Would you output the whole of the data exactly?
### RECORDED DATA
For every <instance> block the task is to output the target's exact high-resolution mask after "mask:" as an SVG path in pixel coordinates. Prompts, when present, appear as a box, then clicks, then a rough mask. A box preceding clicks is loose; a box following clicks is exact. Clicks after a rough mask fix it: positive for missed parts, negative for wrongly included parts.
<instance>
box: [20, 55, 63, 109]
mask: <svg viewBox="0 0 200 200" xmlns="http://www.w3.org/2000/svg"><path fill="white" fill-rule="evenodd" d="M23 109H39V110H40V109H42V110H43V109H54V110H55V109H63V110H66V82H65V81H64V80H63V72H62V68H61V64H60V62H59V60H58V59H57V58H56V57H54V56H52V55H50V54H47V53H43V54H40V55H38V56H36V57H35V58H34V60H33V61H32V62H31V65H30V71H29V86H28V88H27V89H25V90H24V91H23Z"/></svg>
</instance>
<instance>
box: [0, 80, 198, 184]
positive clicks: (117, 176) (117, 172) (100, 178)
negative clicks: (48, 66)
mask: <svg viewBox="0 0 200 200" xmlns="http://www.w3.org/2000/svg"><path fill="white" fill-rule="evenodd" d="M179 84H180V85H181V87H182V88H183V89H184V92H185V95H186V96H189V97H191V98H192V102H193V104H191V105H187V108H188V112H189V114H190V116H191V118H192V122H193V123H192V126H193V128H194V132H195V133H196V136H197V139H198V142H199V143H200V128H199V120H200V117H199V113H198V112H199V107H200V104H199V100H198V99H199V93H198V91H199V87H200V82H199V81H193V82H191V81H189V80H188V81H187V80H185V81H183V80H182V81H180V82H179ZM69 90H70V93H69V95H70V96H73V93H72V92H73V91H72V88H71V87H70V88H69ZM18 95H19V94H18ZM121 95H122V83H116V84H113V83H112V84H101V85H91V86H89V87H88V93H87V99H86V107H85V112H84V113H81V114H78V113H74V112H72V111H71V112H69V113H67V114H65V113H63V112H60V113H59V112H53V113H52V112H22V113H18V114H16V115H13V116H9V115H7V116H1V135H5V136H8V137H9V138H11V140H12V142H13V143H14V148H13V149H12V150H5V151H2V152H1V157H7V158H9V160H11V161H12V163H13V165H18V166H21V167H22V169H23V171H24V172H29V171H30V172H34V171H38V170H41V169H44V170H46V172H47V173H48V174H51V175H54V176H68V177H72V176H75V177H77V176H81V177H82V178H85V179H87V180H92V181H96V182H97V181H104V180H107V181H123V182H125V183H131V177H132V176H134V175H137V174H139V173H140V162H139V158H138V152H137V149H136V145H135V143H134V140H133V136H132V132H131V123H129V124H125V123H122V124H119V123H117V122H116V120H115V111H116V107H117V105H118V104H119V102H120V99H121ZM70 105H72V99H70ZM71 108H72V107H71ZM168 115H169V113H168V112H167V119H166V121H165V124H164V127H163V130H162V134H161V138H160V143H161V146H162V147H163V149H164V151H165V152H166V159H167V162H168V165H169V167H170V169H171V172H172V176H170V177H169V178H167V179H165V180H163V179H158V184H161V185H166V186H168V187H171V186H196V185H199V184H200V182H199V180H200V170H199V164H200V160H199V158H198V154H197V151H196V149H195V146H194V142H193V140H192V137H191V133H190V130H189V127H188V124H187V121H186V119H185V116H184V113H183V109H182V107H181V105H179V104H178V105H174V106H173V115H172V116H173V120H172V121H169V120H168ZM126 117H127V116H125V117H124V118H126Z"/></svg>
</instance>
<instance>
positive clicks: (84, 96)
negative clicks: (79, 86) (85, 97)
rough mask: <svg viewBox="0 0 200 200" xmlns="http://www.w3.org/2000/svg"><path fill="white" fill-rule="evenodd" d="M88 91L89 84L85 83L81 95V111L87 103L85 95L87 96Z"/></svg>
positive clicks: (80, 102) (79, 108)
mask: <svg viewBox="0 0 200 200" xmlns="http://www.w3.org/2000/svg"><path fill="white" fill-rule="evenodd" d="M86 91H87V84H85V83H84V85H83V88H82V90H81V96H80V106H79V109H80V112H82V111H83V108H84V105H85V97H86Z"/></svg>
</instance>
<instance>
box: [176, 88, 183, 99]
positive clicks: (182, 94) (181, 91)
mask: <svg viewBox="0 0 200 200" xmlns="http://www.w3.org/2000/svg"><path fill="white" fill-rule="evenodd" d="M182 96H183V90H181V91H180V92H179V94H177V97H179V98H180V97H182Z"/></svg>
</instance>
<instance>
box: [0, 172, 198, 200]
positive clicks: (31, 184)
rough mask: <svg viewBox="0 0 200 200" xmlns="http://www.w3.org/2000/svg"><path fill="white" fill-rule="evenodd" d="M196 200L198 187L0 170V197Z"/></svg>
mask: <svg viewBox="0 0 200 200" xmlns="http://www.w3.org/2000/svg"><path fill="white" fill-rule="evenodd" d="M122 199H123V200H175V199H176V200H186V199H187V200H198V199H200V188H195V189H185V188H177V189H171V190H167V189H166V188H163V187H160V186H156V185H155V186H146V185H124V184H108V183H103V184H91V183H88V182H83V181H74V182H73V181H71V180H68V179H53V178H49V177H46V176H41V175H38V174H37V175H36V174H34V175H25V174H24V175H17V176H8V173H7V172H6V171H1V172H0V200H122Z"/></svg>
######
> OUTPUT OF THE EXERCISE
For every <instance> block the task is to output the target's exact high-resolution mask after "mask:" as an SVG path in pixel coordinates. Prompts, when present, appear as a box, then clicks, then a rough mask. A box preceding clicks is loose; a box following clicks is exact. Clicks after a rough mask fix it: positive for missed parts, negative for wrongly included parts.
<instance>
box: [20, 55, 63, 109]
mask: <svg viewBox="0 0 200 200" xmlns="http://www.w3.org/2000/svg"><path fill="white" fill-rule="evenodd" d="M23 109H39V110H40V109H42V110H43V109H54V110H55V109H63V110H66V82H65V81H64V80H63V72H62V68H61V64H60V62H59V60H58V59H57V58H56V57H54V56H52V55H50V54H47V53H43V54H40V55H38V56H36V57H35V58H34V60H33V61H32V62H31V65H30V71H29V86H28V88H27V89H25V90H24V91H23Z"/></svg>
</instance>
<instance>
box: [0, 80, 198, 184]
positive clicks: (117, 176) (117, 172) (100, 178)
negative clicks: (48, 66)
mask: <svg viewBox="0 0 200 200" xmlns="http://www.w3.org/2000/svg"><path fill="white" fill-rule="evenodd" d="M179 84H180V85H181V87H182V88H183V89H184V92H185V95H186V96H189V97H191V98H192V102H193V104H191V105H187V108H188V112H189V114H190V116H191V118H192V122H193V123H192V126H193V128H194V132H195V133H196V136H197V139H198V142H199V143H200V128H199V120H200V117H199V113H198V112H199V107H200V104H199V100H198V99H199V93H198V91H199V87H200V82H199V81H193V82H191V81H189V80H188V81H187V80H185V81H183V80H182V81H180V82H179ZM69 90H70V93H69V95H70V96H73V93H72V92H73V91H72V88H71V87H70V88H69ZM18 95H19V94H18ZM121 95H122V83H116V84H113V83H112V84H101V85H91V86H89V87H88V93H87V99H86V107H85V112H84V113H81V114H78V113H74V112H72V111H71V112H69V113H67V114H65V113H63V112H60V113H59V112H53V113H52V112H22V113H18V114H16V115H13V116H9V115H7V116H1V135H5V136H8V137H9V138H11V140H12V142H13V143H14V148H13V149H12V150H5V151H2V152H1V157H7V158H9V160H11V161H12V163H13V165H18V166H21V167H22V169H23V171H24V172H29V171H30V172H34V171H38V170H41V169H44V170H46V172H47V173H48V174H51V175H54V176H68V177H72V176H75V177H77V176H81V177H82V178H85V179H87V180H92V181H96V182H97V181H104V180H107V181H123V182H125V183H131V177H132V176H134V175H137V174H139V173H140V162H139V158H138V152H137V149H136V145H135V143H134V140H133V136H132V132H131V123H129V124H125V123H122V124H119V123H117V122H116V120H115V111H116V107H117V105H118V104H119V102H120V99H121ZM70 105H72V99H70ZM71 108H72V107H71ZM168 115H169V113H168V112H167V119H166V121H165V124H164V127H163V130H162V134H161V138H160V143H161V146H162V147H163V149H164V151H165V152H166V159H167V162H168V165H169V167H170V169H171V172H172V176H170V177H169V178H167V179H165V180H163V179H158V184H161V185H166V186H168V187H171V186H196V185H199V184H200V182H199V180H200V170H199V164H200V160H199V158H198V154H197V151H196V149H195V146H194V142H193V140H192V137H191V133H190V130H189V127H188V124H187V121H186V119H185V116H184V113H183V109H182V107H181V105H179V104H178V105H174V106H173V115H172V116H173V120H172V121H169V120H168ZM126 117H127V116H125V117H124V118H126Z"/></svg>
</instance>
<instance>
positive clicks: (84, 96)
negative clicks: (79, 86) (85, 97)
rough mask: <svg viewBox="0 0 200 200" xmlns="http://www.w3.org/2000/svg"><path fill="white" fill-rule="evenodd" d="M88 91L89 84L85 83L81 95V111L87 103L85 95L87 96Z"/></svg>
positive clicks: (80, 102) (79, 108)
mask: <svg viewBox="0 0 200 200" xmlns="http://www.w3.org/2000/svg"><path fill="white" fill-rule="evenodd" d="M86 91H87V84H85V83H84V85H83V88H82V90H81V96H80V106H79V109H80V112H82V111H83V108H84V105H85V97H86Z"/></svg>
</instance>
<instance>
box: [176, 88, 183, 99]
positive clicks: (182, 94) (181, 91)
mask: <svg viewBox="0 0 200 200" xmlns="http://www.w3.org/2000/svg"><path fill="white" fill-rule="evenodd" d="M182 96H183V90H181V91H180V92H179V94H177V97H179V98H180V97H182Z"/></svg>
</instance>
<instance>
box: [0, 172, 198, 200]
positive clicks: (31, 184)
rough mask: <svg viewBox="0 0 200 200" xmlns="http://www.w3.org/2000/svg"><path fill="white" fill-rule="evenodd" d="M196 200L198 187L0 170V197Z"/></svg>
mask: <svg viewBox="0 0 200 200" xmlns="http://www.w3.org/2000/svg"><path fill="white" fill-rule="evenodd" d="M122 199H123V200H175V199H176V200H186V199H187V200H198V199H200V188H195V189H185V188H177V189H171V190H167V189H166V188H163V187H160V186H156V185H155V186H146V185H124V184H108V183H103V184H91V183H88V182H83V181H74V182H73V181H71V180H68V179H53V178H49V177H46V176H41V175H38V174H37V175H36V174H34V175H25V174H24V175H17V176H8V173H7V172H6V171H1V172H0V200H122Z"/></svg>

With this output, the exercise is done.